## SUPPLIED RECORDS
*-*-*

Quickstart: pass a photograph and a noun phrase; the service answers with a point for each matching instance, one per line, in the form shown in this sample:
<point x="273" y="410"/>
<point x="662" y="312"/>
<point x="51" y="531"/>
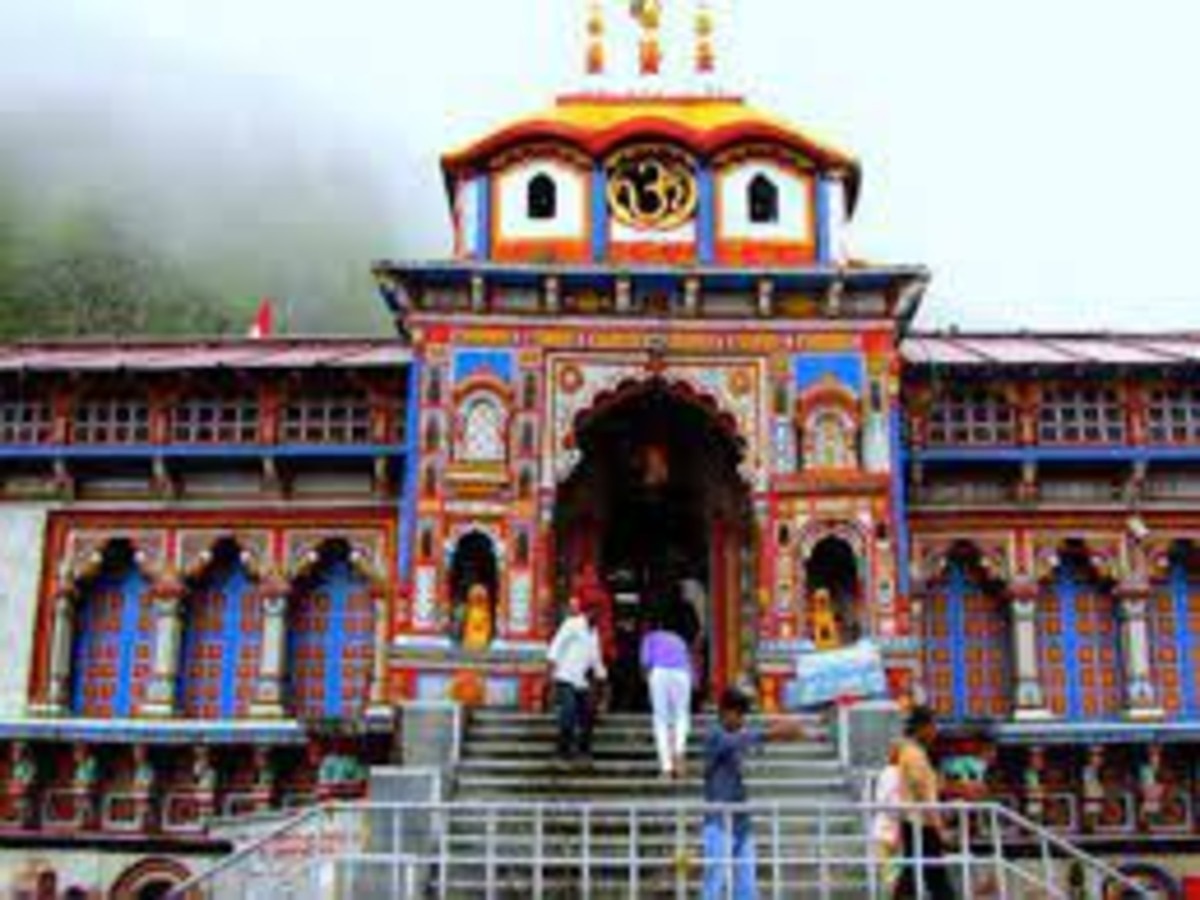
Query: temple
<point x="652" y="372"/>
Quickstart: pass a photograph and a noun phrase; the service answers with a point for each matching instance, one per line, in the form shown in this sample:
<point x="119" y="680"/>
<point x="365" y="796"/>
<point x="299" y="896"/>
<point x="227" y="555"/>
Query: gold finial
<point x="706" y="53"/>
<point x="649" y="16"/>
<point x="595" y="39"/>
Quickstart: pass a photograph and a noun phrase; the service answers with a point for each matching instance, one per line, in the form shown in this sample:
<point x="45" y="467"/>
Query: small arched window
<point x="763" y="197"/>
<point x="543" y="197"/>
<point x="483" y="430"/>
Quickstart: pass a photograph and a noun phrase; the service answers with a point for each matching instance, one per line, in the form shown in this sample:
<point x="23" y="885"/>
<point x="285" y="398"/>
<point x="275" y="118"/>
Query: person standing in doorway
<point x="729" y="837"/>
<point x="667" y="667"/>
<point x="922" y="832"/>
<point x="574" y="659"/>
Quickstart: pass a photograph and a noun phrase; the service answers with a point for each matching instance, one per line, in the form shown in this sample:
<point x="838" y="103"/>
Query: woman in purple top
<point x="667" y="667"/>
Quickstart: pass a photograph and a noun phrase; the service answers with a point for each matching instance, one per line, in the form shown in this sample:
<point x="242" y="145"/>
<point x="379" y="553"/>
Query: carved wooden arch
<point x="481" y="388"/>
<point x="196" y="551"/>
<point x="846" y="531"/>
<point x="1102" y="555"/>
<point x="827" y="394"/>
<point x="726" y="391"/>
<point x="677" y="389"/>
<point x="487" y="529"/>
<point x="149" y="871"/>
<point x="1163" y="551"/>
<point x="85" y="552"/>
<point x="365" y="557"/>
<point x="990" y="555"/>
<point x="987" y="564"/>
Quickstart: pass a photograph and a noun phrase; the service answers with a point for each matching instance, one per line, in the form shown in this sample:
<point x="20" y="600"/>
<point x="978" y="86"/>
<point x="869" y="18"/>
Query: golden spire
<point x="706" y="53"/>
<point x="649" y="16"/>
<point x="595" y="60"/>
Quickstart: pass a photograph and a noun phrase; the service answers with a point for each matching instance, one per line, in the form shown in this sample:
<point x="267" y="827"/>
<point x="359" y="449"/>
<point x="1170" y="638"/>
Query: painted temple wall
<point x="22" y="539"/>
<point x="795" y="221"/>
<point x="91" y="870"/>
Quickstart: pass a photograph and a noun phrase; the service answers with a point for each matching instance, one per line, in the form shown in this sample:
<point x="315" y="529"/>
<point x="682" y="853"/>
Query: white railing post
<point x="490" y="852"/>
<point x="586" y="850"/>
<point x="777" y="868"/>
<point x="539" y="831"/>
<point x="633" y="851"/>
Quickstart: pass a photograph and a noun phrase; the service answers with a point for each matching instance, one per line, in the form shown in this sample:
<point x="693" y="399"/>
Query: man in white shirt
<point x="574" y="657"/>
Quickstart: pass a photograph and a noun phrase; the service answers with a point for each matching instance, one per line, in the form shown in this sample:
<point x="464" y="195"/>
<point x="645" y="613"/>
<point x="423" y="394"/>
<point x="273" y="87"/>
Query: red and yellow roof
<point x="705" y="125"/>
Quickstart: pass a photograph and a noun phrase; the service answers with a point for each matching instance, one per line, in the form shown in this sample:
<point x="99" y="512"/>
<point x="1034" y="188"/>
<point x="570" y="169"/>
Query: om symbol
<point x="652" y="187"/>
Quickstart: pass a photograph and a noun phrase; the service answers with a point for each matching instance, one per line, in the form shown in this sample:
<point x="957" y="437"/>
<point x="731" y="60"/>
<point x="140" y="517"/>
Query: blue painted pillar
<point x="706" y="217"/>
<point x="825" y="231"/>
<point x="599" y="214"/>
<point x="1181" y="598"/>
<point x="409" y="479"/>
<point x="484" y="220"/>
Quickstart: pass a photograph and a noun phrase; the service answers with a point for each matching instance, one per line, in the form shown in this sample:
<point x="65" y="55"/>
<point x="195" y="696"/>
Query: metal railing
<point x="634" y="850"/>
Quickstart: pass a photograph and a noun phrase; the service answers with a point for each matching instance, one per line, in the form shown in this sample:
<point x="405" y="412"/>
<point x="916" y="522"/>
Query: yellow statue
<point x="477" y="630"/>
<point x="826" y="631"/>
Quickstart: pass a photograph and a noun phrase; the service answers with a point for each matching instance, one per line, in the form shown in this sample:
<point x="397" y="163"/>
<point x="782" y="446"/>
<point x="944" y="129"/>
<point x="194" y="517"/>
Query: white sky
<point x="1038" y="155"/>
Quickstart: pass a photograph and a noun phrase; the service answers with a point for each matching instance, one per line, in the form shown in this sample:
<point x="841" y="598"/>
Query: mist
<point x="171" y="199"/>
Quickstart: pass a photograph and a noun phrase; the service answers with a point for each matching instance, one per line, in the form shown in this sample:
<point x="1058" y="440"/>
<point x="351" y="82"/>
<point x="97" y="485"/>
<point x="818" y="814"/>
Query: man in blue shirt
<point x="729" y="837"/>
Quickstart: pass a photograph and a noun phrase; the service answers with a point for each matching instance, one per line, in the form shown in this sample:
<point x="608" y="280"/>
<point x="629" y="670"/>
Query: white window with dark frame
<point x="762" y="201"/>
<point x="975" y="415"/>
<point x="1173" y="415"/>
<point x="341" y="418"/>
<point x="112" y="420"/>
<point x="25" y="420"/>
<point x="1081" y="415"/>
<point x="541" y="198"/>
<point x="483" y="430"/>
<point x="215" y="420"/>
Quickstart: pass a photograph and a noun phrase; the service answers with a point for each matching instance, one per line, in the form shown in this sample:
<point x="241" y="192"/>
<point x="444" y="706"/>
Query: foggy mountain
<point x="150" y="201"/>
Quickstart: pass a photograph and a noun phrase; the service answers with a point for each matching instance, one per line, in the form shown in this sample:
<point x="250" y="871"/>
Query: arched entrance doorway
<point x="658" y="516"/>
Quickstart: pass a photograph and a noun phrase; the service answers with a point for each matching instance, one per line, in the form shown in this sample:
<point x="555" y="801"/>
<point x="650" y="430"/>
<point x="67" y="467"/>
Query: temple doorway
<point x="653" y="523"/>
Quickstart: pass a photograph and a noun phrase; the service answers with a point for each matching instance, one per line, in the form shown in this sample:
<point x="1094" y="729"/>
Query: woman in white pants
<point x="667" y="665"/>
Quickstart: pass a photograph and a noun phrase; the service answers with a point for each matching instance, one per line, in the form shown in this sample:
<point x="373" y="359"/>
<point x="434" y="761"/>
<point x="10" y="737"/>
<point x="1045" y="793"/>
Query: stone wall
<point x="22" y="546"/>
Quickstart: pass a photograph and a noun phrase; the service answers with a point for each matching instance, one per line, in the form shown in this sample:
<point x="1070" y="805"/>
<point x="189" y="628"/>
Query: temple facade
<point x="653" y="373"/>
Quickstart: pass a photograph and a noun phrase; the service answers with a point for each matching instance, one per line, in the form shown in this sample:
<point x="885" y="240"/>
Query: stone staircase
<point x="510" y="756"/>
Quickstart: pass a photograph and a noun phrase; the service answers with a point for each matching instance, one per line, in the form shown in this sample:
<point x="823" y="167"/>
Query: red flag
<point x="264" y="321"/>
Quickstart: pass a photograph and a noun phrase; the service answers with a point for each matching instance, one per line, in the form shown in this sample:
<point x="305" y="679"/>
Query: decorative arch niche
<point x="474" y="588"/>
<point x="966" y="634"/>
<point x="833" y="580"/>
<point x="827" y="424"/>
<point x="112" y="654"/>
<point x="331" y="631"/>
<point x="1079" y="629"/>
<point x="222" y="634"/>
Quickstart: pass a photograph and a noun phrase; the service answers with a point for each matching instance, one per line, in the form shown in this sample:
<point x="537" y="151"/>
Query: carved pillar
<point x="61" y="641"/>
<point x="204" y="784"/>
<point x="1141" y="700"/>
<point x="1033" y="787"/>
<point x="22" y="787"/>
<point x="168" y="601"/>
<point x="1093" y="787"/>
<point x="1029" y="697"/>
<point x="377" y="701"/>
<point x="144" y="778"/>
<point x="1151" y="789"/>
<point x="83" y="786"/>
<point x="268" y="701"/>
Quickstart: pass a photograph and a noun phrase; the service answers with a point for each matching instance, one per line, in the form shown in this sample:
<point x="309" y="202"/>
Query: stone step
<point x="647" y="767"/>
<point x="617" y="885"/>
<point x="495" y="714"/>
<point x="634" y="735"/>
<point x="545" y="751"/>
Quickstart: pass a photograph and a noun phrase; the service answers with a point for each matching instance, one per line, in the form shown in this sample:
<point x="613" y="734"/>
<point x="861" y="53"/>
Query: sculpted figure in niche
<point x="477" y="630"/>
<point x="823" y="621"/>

*-*-*

## ACTIVITY
Reproduce, word for word, every line starting at the line that contains "Query: carved pillar" and ending with the final line of the entries.

## RESPONSE FOR THIS EXERCISE
Query: carved pillar
<point x="61" y="641"/>
<point x="204" y="784"/>
<point x="1141" y="700"/>
<point x="1033" y="787"/>
<point x="22" y="787"/>
<point x="168" y="601"/>
<point x="1093" y="787"/>
<point x="1029" y="697"/>
<point x="377" y="701"/>
<point x="144" y="778"/>
<point x="1151" y="789"/>
<point x="83" y="786"/>
<point x="268" y="701"/>
Quickstart: pass a photograph and a noun phrase; the service answers with a point for each matching instance, one per line, in the form shown in this sample:
<point x="309" y="202"/>
Query: stone step
<point x="647" y="767"/>
<point x="617" y="885"/>
<point x="495" y="714"/>
<point x="634" y="735"/>
<point x="545" y="751"/>
Quickstart: pass a photograph and a noun phrase; the service answers with a point for each matching instance, one per line, in the form shown in this sample:
<point x="613" y="734"/>
<point x="861" y="53"/>
Query: sculpted figure in niche
<point x="477" y="630"/>
<point x="823" y="621"/>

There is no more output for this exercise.